What to work on
Gather every line in the material below that includes the word "Entity", and copy each one in full.

Data shown
****************
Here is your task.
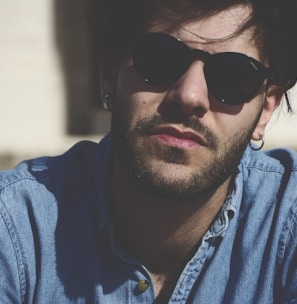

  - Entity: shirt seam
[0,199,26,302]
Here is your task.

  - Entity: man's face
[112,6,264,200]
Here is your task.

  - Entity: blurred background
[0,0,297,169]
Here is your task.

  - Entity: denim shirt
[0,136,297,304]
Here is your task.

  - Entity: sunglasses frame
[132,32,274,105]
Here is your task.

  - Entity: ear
****************
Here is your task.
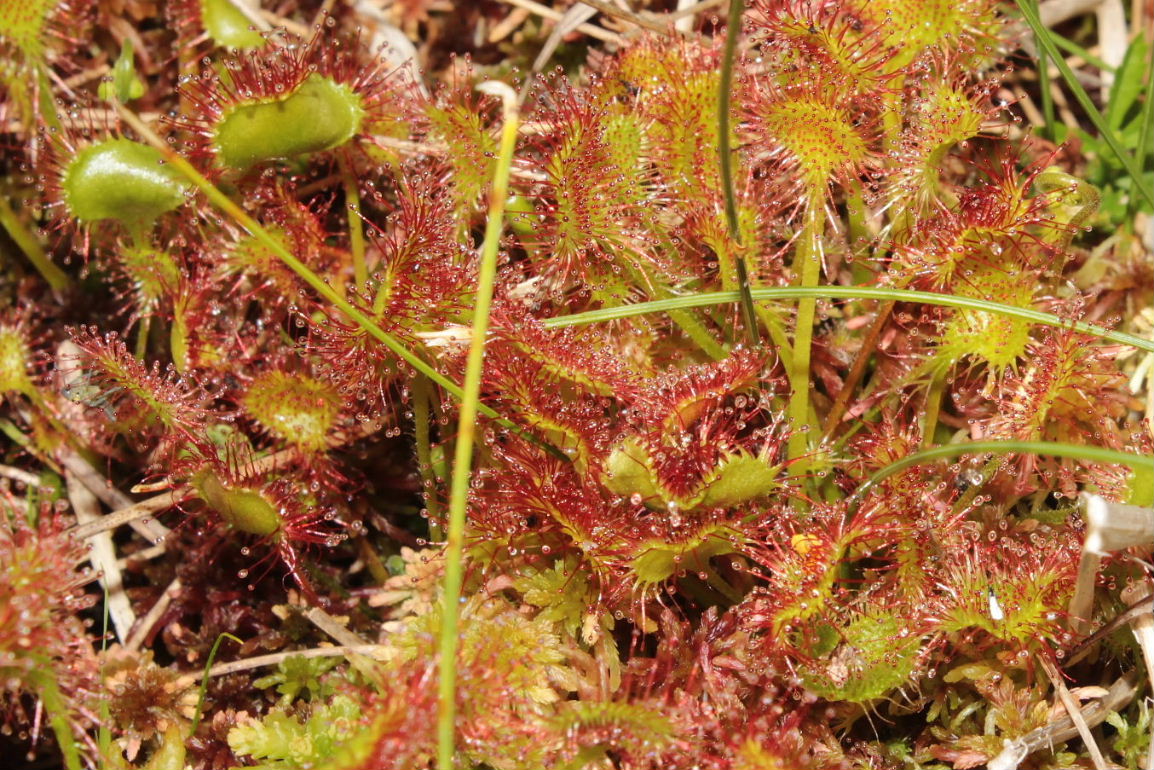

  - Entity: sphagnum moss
****************
Result of this exercise
  - Entity: shirt seam
  - Entity: man's face
  - Entity: blurred background
  - Entity: denim shirt
  - Entity: sunglasses frame
  - Entity: ear
  - Entity: sphagnum moss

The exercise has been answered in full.